* **Input records**:
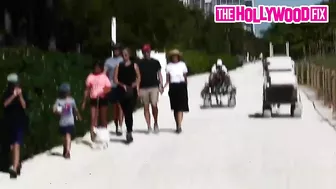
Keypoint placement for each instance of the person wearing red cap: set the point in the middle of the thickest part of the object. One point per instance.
(150, 86)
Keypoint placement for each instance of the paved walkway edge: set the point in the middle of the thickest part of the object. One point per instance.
(325, 112)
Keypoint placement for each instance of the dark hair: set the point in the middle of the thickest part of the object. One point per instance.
(62, 94)
(10, 86)
(170, 58)
(98, 63)
(117, 46)
(132, 57)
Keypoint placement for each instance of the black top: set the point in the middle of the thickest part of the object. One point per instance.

* **What the task requires**: Write out every row above again, requests included, and shift each coordinate in the answers up by 11. Leave the pictures out.

* **Task solution**:
Keypoint placement for each instance of the person wearing red cap: set the point in the middle of the thickest part of the object. One point per instance.
(161, 97)
Keypoint placement for each instance of the paved walkway edge: set the point in the middle of the thickest part of the object. One point per instance.
(336, 123)
Keypoint placement for each instance of the dark hair: set the point in the middle of the thickest part of the object. One point per instance.
(73, 105)
(21, 97)
(181, 69)
(109, 74)
(128, 57)
(143, 68)
Keypoint placement for each instance of the black top: set the point in the middle of the thickest part of the object. One point per instance.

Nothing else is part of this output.